Given text>
==================================================
Context-Aware Subtitle Translator

A stateless subtitle translator powered by the Google Gemini API, meticulously engineered for perfect metadata preservation and translation.

Key Features

🖥️ Stateless & Browser-Based UI: Built with Streamlit, the tool runs in any modern web browser, offering a clean, intuitive interface that works on any operating system.
🕒 Perfect Metadata Preservation: At its core, the translator operates on a "Conveyor Belt Architecture," which surgically separates subtitle text from its metadata (timestamps, indices). Only the text is sent for translation, ensuring that timing information remains untouched and perfectly synchronized.
🔗 Robust AI Communication (ID Anchoring Protocol): We solved the critical "Count Mismatch" problem where LLMs merge or split lines arbitrarily. Every line is anchored with a unique ID, forcing the AI to maintain a 1:1 structural correspondence between the source and translated text. This guarantees that the reassembled subtitle file is never corrupted.
🧠 Context-Aware Engine (In-Progress): The system employs a "Scout-Report-Inject" architecture to analyze the script's genre, tone, and character relationships beforehand. This generated "Context Guide" is injected into every translation request, dramatically improving consistency and tonal accuracy.
- Note: While the framework for deep context analysis is in place, achieving perfect narrative and emotional context across an entire script is an ongoing challenge and a key area for future improvement. The current implementation provides a significant quality boost but is not yet infallible.
🚀 Live Execution Dashboard: A visual grid displays the real-time status of each chunk (Waiting, Processing, Success, Error), complemented by a HUD showing elapsed time, average chunk speed, and an estimated time of completion (ETA).
==================================================
Explore the material>
**A)** In the subtitle translator description, what problem does the ID Anchoring Protocol solve?
**B)** Condense the paragraph of the subtitle translator description that starts with "Perfect Metadata Preservation" into a short list that keeps its main facts.
The listing comes from a different source than the subtitle translator description.

Region pointing data:
==================================================
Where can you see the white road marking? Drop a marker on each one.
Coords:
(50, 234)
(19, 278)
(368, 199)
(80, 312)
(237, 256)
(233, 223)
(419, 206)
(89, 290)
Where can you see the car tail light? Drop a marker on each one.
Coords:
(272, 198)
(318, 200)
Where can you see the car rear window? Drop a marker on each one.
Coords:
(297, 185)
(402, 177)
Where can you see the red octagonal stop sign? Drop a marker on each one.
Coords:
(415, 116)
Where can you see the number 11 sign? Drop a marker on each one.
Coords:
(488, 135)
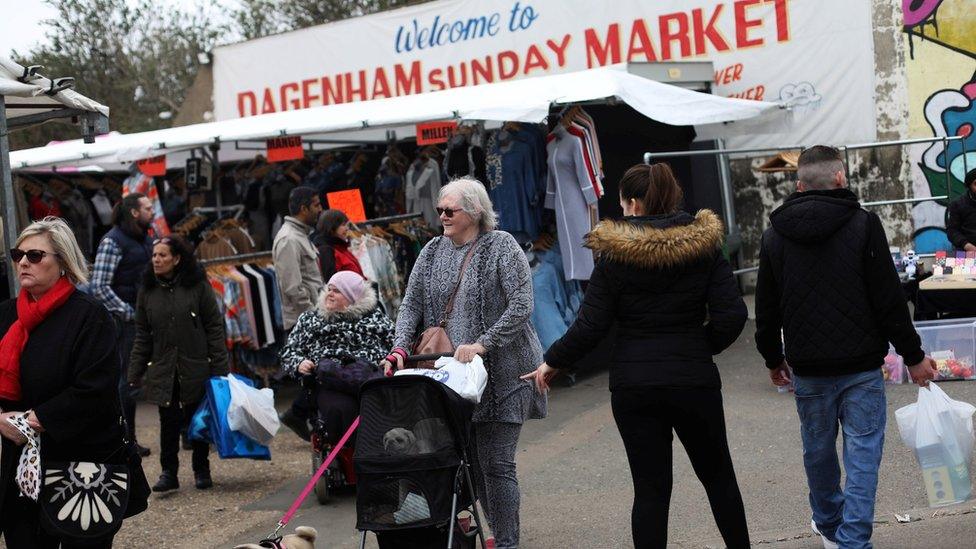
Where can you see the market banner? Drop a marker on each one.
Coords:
(817, 55)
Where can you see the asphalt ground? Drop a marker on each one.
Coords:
(576, 486)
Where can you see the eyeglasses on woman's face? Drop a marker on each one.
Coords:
(34, 256)
(448, 212)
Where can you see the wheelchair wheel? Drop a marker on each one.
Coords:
(322, 489)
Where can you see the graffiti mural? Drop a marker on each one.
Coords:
(941, 66)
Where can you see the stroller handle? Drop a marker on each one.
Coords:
(424, 358)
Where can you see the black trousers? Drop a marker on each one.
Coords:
(173, 419)
(646, 418)
(20, 524)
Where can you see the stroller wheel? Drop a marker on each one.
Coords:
(322, 488)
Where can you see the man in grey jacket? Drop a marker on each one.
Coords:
(299, 279)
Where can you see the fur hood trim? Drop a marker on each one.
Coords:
(360, 309)
(638, 242)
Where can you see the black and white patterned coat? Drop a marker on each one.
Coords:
(361, 331)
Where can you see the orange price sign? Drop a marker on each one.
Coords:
(281, 149)
(434, 133)
(348, 202)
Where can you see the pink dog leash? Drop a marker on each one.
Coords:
(311, 483)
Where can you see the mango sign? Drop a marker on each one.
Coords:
(348, 202)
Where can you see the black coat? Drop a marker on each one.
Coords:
(179, 331)
(665, 282)
(826, 279)
(961, 223)
(69, 376)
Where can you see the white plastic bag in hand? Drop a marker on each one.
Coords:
(251, 411)
(940, 431)
(468, 380)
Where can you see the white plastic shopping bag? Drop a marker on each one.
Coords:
(251, 411)
(940, 431)
(468, 380)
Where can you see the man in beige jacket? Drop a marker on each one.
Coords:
(299, 279)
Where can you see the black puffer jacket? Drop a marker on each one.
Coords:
(826, 279)
(665, 282)
(961, 224)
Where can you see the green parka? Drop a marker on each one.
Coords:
(179, 332)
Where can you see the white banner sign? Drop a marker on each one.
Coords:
(817, 54)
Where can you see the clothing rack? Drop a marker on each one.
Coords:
(238, 257)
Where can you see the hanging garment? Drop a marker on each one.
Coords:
(423, 186)
(570, 192)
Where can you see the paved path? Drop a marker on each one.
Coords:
(577, 492)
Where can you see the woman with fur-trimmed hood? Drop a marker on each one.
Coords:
(346, 324)
(662, 278)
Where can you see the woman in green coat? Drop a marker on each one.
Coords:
(179, 345)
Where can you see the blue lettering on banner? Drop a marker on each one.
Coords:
(419, 36)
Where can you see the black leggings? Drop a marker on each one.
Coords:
(646, 418)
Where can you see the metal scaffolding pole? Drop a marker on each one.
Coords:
(9, 207)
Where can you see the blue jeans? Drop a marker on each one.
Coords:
(857, 403)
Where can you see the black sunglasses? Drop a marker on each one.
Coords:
(34, 256)
(449, 212)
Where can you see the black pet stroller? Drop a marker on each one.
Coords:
(413, 467)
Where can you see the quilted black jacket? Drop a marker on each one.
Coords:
(826, 279)
(665, 282)
(961, 224)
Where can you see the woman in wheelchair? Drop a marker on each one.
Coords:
(336, 346)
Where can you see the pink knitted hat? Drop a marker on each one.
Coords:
(350, 284)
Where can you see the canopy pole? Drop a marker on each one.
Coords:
(9, 207)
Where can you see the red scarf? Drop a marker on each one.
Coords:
(30, 313)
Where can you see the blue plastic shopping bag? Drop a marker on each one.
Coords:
(210, 424)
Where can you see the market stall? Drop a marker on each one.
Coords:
(28, 98)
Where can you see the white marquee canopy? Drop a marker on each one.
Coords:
(527, 100)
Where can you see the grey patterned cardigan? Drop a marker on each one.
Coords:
(493, 307)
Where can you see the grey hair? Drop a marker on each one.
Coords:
(473, 200)
(62, 239)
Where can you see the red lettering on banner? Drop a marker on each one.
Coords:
(461, 80)
(361, 91)
(668, 35)
(348, 202)
(407, 84)
(436, 81)
(742, 25)
(268, 104)
(289, 101)
(253, 103)
(153, 167)
(640, 42)
(482, 73)
(782, 20)
(307, 96)
(560, 49)
(332, 90)
(512, 70)
(381, 87)
(709, 32)
(603, 53)
(534, 59)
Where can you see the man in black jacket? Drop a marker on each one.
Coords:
(961, 223)
(826, 279)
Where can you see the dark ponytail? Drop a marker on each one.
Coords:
(654, 186)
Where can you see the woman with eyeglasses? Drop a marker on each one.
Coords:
(179, 345)
(58, 384)
(490, 318)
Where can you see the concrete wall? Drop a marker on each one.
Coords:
==================================================
Responses per task>
**A)** It solves the "Count Mismatch" problem, where LLMs merge or split lines arbitrarily.

**B)**
- The translator uses a "Conveyor Belt Architecture."
- It separates subtitle text from metadata such as timestamps and indices.
- Only the text goes out for translation.
- Timing information stays untouched and synchronized.